### RAW RECORDS
•••

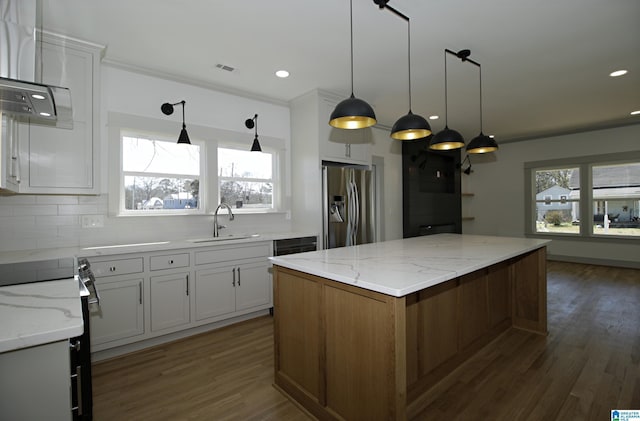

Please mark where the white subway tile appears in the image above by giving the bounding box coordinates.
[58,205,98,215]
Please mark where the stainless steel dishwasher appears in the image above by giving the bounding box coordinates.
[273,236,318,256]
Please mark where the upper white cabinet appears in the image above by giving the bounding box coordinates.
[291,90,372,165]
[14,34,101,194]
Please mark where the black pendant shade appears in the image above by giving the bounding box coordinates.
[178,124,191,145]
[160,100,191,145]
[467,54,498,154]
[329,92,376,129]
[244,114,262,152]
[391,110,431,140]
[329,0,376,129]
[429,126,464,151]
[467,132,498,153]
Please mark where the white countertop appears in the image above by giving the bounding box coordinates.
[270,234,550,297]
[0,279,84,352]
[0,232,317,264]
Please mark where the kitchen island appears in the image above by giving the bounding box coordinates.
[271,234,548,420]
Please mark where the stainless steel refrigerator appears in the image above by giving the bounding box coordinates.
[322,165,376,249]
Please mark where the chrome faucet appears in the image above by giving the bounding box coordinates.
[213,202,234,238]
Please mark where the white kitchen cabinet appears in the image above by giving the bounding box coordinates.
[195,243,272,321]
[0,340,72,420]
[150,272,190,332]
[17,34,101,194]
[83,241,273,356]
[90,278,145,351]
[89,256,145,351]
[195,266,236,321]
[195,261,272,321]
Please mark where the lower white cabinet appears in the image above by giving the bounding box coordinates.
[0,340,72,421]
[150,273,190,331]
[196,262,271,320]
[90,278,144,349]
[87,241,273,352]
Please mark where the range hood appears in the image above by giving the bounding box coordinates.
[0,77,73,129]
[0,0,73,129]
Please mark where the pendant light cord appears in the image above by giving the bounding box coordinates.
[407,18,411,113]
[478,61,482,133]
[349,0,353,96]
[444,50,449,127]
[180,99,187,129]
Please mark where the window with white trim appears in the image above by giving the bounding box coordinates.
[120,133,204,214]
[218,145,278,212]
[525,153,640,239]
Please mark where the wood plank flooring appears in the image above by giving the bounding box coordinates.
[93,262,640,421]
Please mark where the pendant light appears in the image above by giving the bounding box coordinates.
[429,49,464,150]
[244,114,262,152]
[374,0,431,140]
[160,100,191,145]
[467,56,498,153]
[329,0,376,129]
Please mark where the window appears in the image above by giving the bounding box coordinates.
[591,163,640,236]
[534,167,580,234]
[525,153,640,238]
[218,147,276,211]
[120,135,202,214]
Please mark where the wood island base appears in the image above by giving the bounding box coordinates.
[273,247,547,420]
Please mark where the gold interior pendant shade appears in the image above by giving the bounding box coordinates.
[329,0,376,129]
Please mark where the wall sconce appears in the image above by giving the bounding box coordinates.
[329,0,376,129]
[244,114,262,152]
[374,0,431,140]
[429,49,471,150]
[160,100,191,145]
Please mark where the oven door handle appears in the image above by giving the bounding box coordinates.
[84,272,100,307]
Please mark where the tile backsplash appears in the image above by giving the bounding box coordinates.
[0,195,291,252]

•••

### GOAL
Copy out all of the lines above word for word, omitting the picture.

### PROBLEM SOLUTION
Please mark where the white subway tile appears in the image above by giving the bounding box coordinates.
[58,205,98,215]
Please mark where the stainless steel dishwasher appears in the image above by giving the bounding box coordinates.
[273,236,318,256]
Please mark where the upper white cabinet appears in the image above by giving the bounding box coordinates.
[291,90,372,165]
[14,34,101,194]
Please mark where the black pendant shade appears in the image above by giving the bounding box coordinates.
[178,124,191,145]
[160,100,191,145]
[467,54,498,154]
[329,92,376,129]
[244,114,262,152]
[391,110,431,140]
[329,0,376,129]
[429,126,464,151]
[467,132,498,153]
Please mark where the white countertop appears in the image above by giving the bounding box coordinates.
[270,234,550,297]
[0,279,84,352]
[0,232,317,264]
Please mark where the kitchen island appears in the image above by giving the bounding box coordinates.
[271,234,548,420]
Please mark where the stainless steel refrigerator appears in the image above by giving the bounding box coordinates.
[322,165,376,249]
Please mark where the chrome faucet appears in the image above by giving the bounding box coordinates.
[213,202,234,238]
Please mark where the white kitchen cabinet appears in the image above by giving the bounding box coordinates.
[195,243,272,321]
[0,340,72,420]
[150,272,190,332]
[17,34,101,194]
[83,241,273,356]
[90,278,145,351]
[89,256,145,351]
[195,266,236,321]
[195,261,272,321]
Please mark where the lower white cabinet appears in the image above by giving the bounding box coordinates.
[0,340,72,421]
[150,273,190,331]
[196,262,271,320]
[90,278,144,349]
[87,241,273,352]
Please mark where the range hood appears in the image above by giving the bounding box coordinates.
[0,77,73,129]
[0,0,73,129]
Please mark where the pendant light cord appears in the image above by giving the bounding box coordinates.
[407,18,411,113]
[478,61,482,133]
[349,0,353,96]
[444,50,449,127]
[180,99,187,129]
Please mark where the window with white trim appears in the image above by giving the bounding box coordinates.
[120,133,204,214]
[218,145,278,212]
[525,153,640,239]
Please mark where the wood plank flooring appears in the image above by giving the bounding box coordinates.
[93,262,640,421]
Please mark where the pendant light appears in the image above by giving the bounding box coordinates.
[429,49,464,150]
[244,114,262,152]
[374,0,431,140]
[160,100,191,145]
[467,56,498,153]
[329,0,376,129]
Please mark where the window appears in the image above by giving the bounding box coordinates.
[591,163,640,236]
[534,167,580,234]
[525,153,640,238]
[218,147,276,211]
[120,135,202,214]
Please mark where the wood island base appears in the image above by giving the bounding box coordinates.
[273,247,547,420]
Please mark where the gold interior pendant shade appears in the image above by giving the bounding box coordinates.
[329,0,376,129]
Please mark where the wall sconce appears in the image above by giving the bounding box coordinates.
[329,0,376,129]
[244,114,262,152]
[374,0,431,140]
[429,49,471,150]
[160,100,191,145]
Please mark where the oven door handle appears in the image above by giving the bounding box coordinates.
[84,272,100,307]
Please mark where the tile backsplash appears in the image above by giving the bounding box coordinates.
[0,195,291,252]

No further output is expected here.